==== Excerpt to read
Fates Forever was a video game marketed by its developer as the first MOBA (Multiplayer Online Battle Arena) designed exclusively for tablets.

Fates Forever is a Massively Multiplayer game Online Battle Arena (MOBA) reinterpreted from the ground up for the iPad. The game is developed by Hammer & Chisel Inc. The game features 3-vs-3 gameplay, inspired by successful MOBA games like League of Legends (LoL) and Defense of the Ancients (DoTA).

Gameplay
There were ten playable characters in Fates Forever at launch, with at least four more planned for post-release. Each character had several special abilities that were unique to the play-style of each player-character.
As of early 2015, there were 14 characters. Fates Forever is no longer available for download or for gameplay. The app and supporting community webpage were disabled in October 2015.
========
==== Excerpted data
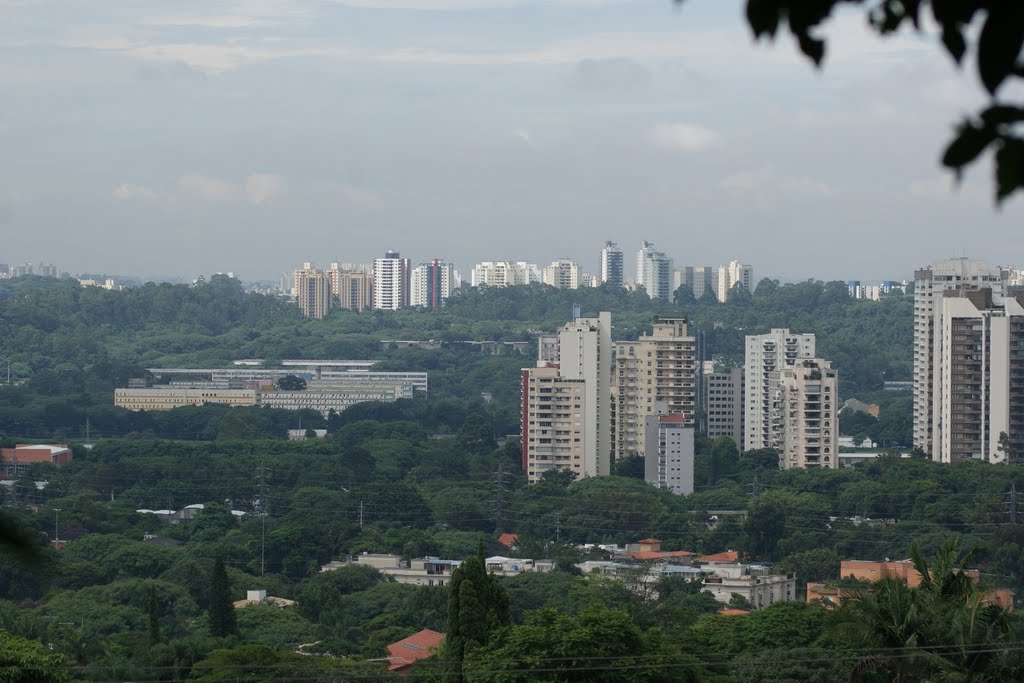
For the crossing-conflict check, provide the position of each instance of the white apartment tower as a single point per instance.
(929, 286)
(566, 407)
(504, 273)
(657, 368)
(312, 291)
(669, 453)
(391, 275)
(431, 284)
(766, 356)
(977, 376)
(563, 273)
(654, 271)
(611, 264)
(731, 274)
(809, 415)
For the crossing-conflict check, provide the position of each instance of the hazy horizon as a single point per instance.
(254, 135)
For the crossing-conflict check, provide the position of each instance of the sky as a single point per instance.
(161, 139)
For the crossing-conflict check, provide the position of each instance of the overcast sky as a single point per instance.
(195, 136)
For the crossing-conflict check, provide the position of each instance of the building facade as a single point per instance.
(504, 273)
(669, 453)
(312, 291)
(766, 356)
(658, 367)
(977, 376)
(391, 275)
(563, 273)
(930, 284)
(611, 265)
(723, 403)
(732, 274)
(809, 415)
(431, 284)
(654, 271)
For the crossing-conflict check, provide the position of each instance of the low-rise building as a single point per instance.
(14, 462)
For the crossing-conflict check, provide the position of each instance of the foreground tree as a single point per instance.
(993, 30)
(477, 607)
(221, 611)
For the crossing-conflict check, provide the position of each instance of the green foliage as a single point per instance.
(221, 609)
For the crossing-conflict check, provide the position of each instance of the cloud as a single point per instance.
(609, 74)
(768, 180)
(257, 188)
(130, 193)
(682, 136)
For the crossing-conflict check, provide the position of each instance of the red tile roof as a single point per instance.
(644, 555)
(418, 646)
(722, 558)
(508, 540)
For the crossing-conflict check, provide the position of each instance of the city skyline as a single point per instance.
(200, 138)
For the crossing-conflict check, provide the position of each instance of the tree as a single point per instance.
(24, 660)
(477, 607)
(221, 610)
(999, 30)
(291, 383)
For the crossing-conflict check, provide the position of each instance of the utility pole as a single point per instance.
(499, 497)
(1013, 503)
(261, 474)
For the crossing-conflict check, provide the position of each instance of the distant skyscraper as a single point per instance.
(431, 284)
(657, 368)
(654, 271)
(504, 273)
(930, 284)
(312, 291)
(766, 356)
(733, 273)
(611, 264)
(391, 275)
(563, 273)
(566, 408)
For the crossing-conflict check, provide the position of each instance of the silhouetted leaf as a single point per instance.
(999, 43)
(763, 16)
(970, 141)
(997, 115)
(1009, 168)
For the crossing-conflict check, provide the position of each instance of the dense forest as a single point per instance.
(129, 597)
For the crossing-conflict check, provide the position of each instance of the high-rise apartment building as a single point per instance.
(930, 284)
(355, 290)
(658, 367)
(611, 264)
(809, 415)
(566, 409)
(669, 453)
(699, 279)
(504, 273)
(312, 291)
(723, 403)
(431, 284)
(563, 273)
(977, 376)
(731, 274)
(766, 356)
(391, 275)
(654, 271)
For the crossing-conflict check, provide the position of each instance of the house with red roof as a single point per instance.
(402, 654)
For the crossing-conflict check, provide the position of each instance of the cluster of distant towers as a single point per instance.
(390, 283)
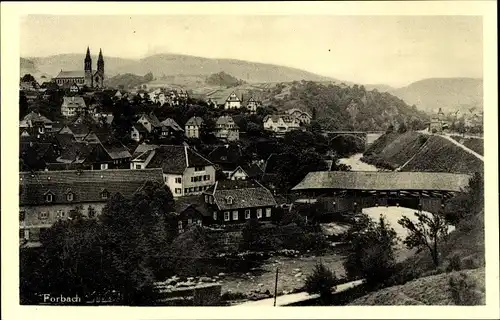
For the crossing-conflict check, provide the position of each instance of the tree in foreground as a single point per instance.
(427, 232)
(371, 251)
(322, 281)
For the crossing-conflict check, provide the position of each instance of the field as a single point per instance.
(432, 290)
(292, 274)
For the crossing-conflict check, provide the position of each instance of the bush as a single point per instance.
(322, 281)
(464, 290)
(454, 264)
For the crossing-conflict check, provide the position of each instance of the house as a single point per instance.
(191, 211)
(246, 172)
(226, 157)
(170, 127)
(35, 123)
(252, 104)
(236, 201)
(227, 129)
(138, 132)
(280, 124)
(192, 128)
(71, 106)
(150, 122)
(300, 115)
(48, 196)
(185, 171)
(227, 99)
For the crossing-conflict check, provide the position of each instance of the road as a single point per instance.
(288, 299)
(446, 136)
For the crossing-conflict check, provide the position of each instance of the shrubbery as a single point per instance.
(464, 291)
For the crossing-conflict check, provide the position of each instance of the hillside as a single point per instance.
(175, 64)
(449, 94)
(413, 151)
(344, 107)
(432, 290)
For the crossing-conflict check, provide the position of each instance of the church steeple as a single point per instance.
(88, 69)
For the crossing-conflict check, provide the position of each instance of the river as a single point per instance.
(356, 164)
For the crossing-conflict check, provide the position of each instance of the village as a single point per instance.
(263, 188)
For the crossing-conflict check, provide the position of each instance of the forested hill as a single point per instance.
(342, 107)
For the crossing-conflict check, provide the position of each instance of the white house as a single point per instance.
(185, 171)
(280, 123)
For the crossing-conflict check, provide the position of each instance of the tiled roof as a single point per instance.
(172, 159)
(197, 202)
(194, 121)
(169, 122)
(71, 74)
(226, 154)
(76, 102)
(360, 180)
(116, 150)
(86, 186)
(225, 120)
(36, 117)
(244, 193)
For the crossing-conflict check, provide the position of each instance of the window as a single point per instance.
(43, 215)
(104, 194)
(259, 213)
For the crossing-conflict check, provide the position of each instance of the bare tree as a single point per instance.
(426, 233)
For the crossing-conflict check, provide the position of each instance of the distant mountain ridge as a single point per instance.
(450, 94)
(172, 64)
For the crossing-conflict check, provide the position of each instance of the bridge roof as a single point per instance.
(383, 181)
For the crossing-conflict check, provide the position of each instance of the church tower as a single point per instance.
(100, 70)
(88, 70)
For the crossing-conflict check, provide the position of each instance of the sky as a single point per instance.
(393, 50)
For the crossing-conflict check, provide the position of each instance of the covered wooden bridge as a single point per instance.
(353, 190)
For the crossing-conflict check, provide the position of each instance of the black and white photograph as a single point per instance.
(251, 160)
========
Decide whether each statement below agrees with the Fates Forever passage, answering yes or no and quoting the words of the passage that settle it. 1. Hammer & Chisel Inc. developed the game. 2. Matches in the game were played five against five. 3. The app stopped working in October 2015.

1. Yes: "The game is developed by Hammer & Chisel Inc."
2. No: "The game features 3-vs-3 gameplay"
3. Yes: "The app and supporting community webpage were disabled in October 2015."